- Tasks for this exercise -
a: Using the Breaking Dawn review below, decide whether each statement agrees with it, answering yes or no and quoting the deciding words: (i) The reviewer did not like the film for Eclipse. (ii) Favorable reviews led the reviewer to expect a great deal from Breaking Dawn. (iii) Anna Kendrick and Billy Burke were given plenty of screen time.
b: Resume the Breaking Dawn review after its final sentence, keeping its voice.

- Document excerpt -
—————

Review: I admit, it wasn't so long ago when I could have qualified as a Twi-hard. I have read the books, owned a poster or two, constantly had battles with myself over team Edward or Jacob; but then after the hype of the films got out of hand, I tried to distance myself from the franchise. It helped that I didn't like the film for Eclipse. However, I find myself moving back towards my twi-hard days after seeing Breaking Dawn.

I had such low expectations of Breaking Dawn because of the awful reviews it has received over the past week, so I really was expecting a laugh out loud fest. But because of my low expectations, I think I enjoyed it! The first 30 to 45 minutes anyway. I have no shame in saying that the wedding scene is stunning and that I could now probably count it in one of my favourite wedding scenes ever. Then after that, it's purely a romance film with Bella and Edward; which I think is why I liked it. The pair certainly have chemistry and it was an absolute delight to see them together.

With the exception of Taylor Lautner, most of the cast in Breaking Dawn are all really great actors and they did their best with what they had been given in the script. Kristen Stewart and Robert Pattinson deserve a lot more credit than they are given for their roles as Bella Swan and Edward Cullen because it's not their fault that the characters are badly written. Pattinson, in my opinion, played Edward the best he ever has out of all four films. He's made him more than just an uncomfortable stare and really given him a lot of emotion in Edward this time round. As most critics have mentioned, Stewart's Breaking Dawn Bella is more sophisticated this time round and the lip biting has finally stopped! She deserves a lot more recognition for this film out of the four films too. It's a shame that actors such as the lovely Anna Kendrick and Billy Burke didn't get as much screen time as we all probably would have wanted, but I guess they're not important in this story. Nevertheless, the pair definitely owned most of the laughs at the beginning with their wedding speeches.

—————

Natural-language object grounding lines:
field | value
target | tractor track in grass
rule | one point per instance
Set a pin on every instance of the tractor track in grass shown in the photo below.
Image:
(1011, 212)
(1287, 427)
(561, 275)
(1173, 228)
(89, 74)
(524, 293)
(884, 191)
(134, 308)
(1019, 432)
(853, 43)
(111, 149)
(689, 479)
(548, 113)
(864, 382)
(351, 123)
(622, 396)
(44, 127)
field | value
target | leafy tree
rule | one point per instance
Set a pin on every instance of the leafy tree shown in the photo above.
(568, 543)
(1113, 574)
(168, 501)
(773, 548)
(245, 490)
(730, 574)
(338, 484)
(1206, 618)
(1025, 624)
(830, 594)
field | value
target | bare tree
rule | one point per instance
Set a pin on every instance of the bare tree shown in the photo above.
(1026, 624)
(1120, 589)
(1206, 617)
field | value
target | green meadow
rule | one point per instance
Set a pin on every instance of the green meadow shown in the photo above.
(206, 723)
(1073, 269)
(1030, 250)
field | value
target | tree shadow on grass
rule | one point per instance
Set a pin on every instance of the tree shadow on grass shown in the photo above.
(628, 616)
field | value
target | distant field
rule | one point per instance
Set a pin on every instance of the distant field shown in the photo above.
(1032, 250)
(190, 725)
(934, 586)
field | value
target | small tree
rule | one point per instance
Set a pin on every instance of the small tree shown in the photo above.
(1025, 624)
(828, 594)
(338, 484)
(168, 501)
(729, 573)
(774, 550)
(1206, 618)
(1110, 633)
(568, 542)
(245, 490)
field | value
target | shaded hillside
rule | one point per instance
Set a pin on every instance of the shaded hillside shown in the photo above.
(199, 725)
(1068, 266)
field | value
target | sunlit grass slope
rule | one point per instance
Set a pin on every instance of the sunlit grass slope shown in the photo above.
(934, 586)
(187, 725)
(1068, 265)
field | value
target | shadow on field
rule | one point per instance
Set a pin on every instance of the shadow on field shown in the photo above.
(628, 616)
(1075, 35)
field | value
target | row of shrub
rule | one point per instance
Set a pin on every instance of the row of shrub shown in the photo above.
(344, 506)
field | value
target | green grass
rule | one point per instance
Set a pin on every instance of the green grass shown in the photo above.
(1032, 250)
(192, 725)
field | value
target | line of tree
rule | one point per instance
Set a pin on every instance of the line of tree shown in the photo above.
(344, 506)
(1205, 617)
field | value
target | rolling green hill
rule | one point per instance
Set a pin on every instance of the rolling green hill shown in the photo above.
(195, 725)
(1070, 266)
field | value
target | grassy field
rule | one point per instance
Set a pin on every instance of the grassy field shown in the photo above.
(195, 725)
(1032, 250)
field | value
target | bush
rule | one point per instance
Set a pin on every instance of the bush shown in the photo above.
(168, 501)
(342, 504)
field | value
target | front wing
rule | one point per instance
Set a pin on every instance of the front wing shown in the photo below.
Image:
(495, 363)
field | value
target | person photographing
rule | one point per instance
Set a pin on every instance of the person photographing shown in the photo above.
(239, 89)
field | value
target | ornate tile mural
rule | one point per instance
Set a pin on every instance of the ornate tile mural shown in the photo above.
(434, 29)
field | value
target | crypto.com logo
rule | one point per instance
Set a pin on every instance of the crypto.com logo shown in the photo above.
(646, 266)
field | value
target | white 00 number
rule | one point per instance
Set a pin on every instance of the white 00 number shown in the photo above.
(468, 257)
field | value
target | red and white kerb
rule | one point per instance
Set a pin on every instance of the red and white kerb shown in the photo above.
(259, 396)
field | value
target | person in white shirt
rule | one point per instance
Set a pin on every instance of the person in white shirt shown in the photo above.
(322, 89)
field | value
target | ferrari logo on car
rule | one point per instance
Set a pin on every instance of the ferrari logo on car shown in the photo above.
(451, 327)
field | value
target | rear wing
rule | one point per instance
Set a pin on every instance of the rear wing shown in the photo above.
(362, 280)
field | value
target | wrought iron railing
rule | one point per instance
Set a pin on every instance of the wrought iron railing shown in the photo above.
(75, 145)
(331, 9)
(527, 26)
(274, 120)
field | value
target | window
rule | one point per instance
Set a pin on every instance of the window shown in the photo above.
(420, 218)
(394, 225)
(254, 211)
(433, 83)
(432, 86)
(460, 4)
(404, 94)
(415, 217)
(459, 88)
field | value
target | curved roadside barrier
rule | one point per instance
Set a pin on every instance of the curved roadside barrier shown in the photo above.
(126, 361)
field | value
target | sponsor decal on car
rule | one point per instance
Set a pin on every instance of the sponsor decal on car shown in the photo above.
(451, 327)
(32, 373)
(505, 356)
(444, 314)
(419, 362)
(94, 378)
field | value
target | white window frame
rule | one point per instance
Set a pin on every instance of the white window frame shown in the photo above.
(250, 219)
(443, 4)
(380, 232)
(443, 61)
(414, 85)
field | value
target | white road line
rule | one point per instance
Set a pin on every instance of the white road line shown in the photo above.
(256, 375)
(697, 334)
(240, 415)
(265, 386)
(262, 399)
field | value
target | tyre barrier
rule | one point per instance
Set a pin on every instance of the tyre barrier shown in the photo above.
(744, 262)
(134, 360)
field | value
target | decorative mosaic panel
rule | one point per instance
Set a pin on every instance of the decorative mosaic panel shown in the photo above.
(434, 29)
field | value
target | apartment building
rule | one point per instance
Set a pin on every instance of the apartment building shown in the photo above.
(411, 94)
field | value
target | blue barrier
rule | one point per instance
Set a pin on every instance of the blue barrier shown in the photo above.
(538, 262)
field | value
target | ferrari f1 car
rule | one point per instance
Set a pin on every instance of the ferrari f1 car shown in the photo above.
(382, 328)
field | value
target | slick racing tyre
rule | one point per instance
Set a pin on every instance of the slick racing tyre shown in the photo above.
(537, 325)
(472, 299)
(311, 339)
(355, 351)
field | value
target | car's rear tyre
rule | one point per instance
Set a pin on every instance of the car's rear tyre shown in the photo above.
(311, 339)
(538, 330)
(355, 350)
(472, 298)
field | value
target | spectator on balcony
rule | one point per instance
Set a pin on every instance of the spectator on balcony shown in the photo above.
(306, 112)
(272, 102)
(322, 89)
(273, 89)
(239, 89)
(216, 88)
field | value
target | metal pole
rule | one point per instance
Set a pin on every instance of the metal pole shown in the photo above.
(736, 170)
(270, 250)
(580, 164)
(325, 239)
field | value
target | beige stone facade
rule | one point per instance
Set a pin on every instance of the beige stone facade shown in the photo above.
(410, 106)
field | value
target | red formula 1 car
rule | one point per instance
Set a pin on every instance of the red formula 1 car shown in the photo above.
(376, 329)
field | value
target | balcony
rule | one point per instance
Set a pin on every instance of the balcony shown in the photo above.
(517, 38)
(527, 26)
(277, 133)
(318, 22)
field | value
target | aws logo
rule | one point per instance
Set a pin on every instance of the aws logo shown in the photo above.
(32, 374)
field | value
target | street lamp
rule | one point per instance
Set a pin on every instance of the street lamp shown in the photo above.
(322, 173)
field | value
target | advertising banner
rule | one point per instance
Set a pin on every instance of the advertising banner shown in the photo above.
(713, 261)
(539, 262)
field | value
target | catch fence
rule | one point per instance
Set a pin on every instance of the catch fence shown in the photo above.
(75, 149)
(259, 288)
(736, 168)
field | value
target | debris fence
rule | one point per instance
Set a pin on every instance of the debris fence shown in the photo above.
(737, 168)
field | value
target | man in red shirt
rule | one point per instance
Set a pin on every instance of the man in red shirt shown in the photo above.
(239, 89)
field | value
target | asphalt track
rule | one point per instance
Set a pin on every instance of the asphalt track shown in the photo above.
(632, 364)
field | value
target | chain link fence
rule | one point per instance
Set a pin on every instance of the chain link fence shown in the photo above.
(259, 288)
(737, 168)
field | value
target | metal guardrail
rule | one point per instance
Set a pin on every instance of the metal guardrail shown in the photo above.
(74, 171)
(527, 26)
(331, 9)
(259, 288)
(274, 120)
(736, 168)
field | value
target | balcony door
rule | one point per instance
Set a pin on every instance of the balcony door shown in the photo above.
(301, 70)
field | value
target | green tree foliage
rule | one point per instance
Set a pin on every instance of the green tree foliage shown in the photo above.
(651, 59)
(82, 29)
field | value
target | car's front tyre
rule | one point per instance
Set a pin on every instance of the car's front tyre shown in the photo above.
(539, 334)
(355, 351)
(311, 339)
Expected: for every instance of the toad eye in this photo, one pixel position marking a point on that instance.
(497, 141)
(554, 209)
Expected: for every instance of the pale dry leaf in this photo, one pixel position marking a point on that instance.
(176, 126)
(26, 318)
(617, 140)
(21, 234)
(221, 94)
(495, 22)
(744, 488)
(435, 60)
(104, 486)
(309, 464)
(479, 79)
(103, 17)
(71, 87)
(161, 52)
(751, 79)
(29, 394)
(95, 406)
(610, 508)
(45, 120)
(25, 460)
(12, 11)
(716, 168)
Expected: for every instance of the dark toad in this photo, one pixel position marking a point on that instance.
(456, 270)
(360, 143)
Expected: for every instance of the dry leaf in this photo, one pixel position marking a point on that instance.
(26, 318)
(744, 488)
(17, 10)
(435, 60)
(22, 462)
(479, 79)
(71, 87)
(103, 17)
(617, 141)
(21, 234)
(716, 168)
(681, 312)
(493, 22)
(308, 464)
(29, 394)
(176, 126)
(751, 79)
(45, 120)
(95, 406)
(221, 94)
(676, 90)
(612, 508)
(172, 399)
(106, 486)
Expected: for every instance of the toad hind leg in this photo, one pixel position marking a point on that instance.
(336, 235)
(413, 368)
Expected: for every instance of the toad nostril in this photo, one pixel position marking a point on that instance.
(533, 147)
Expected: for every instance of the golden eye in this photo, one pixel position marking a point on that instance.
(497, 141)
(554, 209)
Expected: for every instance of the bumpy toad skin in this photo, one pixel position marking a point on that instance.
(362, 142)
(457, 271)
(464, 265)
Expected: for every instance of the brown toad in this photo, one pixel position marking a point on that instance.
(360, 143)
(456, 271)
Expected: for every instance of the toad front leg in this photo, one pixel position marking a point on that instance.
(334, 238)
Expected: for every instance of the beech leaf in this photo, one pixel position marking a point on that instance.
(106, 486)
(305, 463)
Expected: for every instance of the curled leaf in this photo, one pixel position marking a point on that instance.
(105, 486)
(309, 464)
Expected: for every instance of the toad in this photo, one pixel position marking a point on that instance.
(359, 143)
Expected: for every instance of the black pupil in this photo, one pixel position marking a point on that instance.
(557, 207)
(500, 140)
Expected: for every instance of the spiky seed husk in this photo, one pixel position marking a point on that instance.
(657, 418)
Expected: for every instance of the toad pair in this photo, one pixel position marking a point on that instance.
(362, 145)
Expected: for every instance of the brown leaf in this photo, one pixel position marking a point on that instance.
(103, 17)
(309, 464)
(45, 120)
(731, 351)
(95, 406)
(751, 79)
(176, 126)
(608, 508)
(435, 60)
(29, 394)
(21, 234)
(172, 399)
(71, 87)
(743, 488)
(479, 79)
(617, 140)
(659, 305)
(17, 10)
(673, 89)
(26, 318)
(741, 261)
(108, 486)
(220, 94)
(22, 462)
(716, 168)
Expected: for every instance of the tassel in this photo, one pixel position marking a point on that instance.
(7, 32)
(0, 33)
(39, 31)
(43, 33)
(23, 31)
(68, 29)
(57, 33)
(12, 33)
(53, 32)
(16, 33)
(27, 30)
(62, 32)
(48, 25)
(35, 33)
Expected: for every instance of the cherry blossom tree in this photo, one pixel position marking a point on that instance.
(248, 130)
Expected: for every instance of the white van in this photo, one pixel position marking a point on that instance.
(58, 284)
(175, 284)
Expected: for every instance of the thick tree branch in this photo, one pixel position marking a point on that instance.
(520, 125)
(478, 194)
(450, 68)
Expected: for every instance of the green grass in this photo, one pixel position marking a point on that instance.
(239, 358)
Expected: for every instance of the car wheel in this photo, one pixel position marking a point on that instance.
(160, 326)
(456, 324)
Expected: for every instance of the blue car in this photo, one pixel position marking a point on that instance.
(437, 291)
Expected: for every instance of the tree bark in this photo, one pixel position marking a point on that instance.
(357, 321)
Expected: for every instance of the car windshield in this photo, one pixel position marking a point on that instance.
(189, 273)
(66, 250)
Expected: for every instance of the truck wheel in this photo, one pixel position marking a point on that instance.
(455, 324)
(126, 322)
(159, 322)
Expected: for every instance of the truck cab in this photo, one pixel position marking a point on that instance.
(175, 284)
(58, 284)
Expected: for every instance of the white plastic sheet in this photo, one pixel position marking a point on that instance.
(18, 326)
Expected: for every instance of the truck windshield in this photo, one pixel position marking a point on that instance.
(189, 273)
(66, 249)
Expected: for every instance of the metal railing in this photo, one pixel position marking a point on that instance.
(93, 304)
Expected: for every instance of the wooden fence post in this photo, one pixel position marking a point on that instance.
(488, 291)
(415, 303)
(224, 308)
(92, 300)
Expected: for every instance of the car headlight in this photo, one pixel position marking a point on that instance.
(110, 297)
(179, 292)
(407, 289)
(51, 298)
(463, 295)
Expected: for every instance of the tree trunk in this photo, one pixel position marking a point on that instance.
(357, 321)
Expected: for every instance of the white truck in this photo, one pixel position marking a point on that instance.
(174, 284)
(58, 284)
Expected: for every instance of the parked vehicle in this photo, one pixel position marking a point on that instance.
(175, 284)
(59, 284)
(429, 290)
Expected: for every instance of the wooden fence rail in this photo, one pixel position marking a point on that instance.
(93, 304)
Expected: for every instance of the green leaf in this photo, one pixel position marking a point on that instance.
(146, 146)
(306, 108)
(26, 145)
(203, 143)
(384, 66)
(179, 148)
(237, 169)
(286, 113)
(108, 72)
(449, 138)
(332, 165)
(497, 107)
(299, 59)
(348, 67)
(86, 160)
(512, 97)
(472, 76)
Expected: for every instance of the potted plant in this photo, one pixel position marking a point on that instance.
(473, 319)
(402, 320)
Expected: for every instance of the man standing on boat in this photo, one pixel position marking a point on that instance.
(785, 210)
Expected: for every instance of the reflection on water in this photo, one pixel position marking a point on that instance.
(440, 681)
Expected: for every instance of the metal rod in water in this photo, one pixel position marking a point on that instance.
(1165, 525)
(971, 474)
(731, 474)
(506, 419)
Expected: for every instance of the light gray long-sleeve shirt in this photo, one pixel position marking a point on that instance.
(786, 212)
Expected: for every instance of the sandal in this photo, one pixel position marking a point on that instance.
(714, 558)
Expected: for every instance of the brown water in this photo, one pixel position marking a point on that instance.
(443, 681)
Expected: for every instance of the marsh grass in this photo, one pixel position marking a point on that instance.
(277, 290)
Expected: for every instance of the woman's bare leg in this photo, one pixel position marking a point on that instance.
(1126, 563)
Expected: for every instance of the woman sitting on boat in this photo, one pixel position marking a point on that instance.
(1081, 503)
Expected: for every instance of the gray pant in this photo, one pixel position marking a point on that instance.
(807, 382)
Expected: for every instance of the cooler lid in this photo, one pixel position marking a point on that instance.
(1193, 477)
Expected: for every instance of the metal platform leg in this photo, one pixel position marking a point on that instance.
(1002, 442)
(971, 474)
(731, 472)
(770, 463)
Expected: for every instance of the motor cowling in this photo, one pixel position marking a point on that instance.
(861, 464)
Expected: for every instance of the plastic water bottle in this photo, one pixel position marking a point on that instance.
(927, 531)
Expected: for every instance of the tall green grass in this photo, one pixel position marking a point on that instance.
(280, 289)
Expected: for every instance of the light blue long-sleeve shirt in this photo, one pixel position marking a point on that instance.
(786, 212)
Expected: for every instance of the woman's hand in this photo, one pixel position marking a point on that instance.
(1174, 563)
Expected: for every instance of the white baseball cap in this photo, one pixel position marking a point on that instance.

—————

- Answers by item -
a:
(i) Yes: "It helped that I didn't like the film for Eclipse."
(ii) No: "I had such low expectations of Breaking Dawn because of the awful reviews it has received over the past week"
(iii) No: "It's a shame that actors such as the lovely Anna Kendrick and Billy Burke didn't get as much screen time as we all probably would have wanted"

b:
Breaking Dawn was always going to be silly because the whole concept of the book is silly. This is probably more of a criticism for the book but the film still went along with the stupid, intense build up to nothing that the book had. I completely hated the ending of Breaking Dawn and will forever hold a grudge against Stephenie Meyer for ruining the series for me. This is why I can't say I'm looking forward to the final part, even though I so badly want to be excited. Unless the whole ending is changed, then yes, I might look forward to seeing it but the only reason for me to see it is because of the actors who deserve it.
Other parts I enjoyed were the sweet flashbacks and references of the previous films, especially Twilight. It may have been my twi-hard phase but I straight away noticed the two or three tracks of the soundtrack that were brought back from some of the most memorable scenes from Twilight. It was quite heart warming to feel the same feelings I felt when seeing Twilight for the first time. Even though I like Breaking Dawn for trying very hard with the visual effects, this film is probably the worst for the wolf effects. I couldn't help but laugh at a scene between the wolf pack where they can hear each other's thoughts but instead can only growl. There are other visual effects that I understand have to have been used to show a certain part of Bella's body working, but it all felt too different from the others and stood out as quite uncomfortable and prolonged.

Breaking Dawn isn't half bad at all. It's .5 better. Not the worst one but not the best. Just enjoy it.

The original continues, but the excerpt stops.